PAGE TEXT:
____________
# Wet look for stone veneer?



## Canarywood1 (May 5, 2012)

bestways said:


> Have stone veneer on the wall behind my wood stove. This is not natural stone. When I wet the stone veneer it has a really neat look to it. What is the best product to put on the stone veneer to enhance the color and give it the wet look.? Thanks!


 

You want a wet look sealer,something like the link i'll post, doesn't have to be this product,as i know nothing about it,just posting for a reference for you,if you google sealers there's a ton out there,or maybe someone will know about one they have used.

http://preventsealing.com/wetlookstonesealer.aspx


----------



## remodler (Nov 26, 2012)

Thanks! Is there anyway to get the enhanced color like when it's wet without the shine of the high gloss? Probably not, but I'm trying avoid the glossy look.?


----------



## Canarywood1 (May 5, 2012)

Like i said ,google it and see what you come up with,there may be a matte finish.


----------



## jomama45 (Nov 13, 2008)
____________
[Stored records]

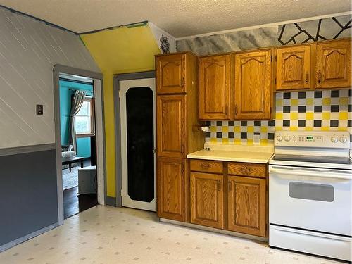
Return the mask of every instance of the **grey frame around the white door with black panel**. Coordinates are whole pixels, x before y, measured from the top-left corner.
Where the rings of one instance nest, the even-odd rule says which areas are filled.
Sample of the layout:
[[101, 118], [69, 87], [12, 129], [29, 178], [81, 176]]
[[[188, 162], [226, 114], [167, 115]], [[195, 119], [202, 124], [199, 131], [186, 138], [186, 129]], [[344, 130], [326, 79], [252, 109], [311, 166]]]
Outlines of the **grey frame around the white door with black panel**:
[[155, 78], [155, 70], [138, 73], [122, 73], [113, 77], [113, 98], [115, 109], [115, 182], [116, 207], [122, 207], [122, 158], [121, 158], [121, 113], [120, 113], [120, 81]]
____________
WORK ORDER 1: In the stone veneer thread, rewrite the paragraph beginning "You want a wet look sealer" more briefly, keeping its main facts.
WORK ORDER 2: Print the part of the stone veneer thread from "# Wet look for" up to and including "wet look.? Thanks!".
WORK ORDER 3: In the stone veneer thread, what kind of finish does Canarywood1 say may exist for someone who wants to avoid the glossy look?

EXPECTED ANSWER 1: Use a wet look sealer. The linked product is only a reference, not a recommendation, since the poster knows nothing about it. Searching online for sealers turns up many options, or someone may suggest one they have used.

EXPECTED ANSWER 2:
# Wet look for stone veneer?



## Canarywood1 (May 5, 2012)

bestways said:


> Have stone veneer on the wall behind my wood stove. This is not natural stone. When I wet the stone veneer it has a really neat look to it. What is the best product to put on the stone veneer to enhance the color and give it the wet look.? Thanks!

EXPECTED ANSWER 3: A matte finish.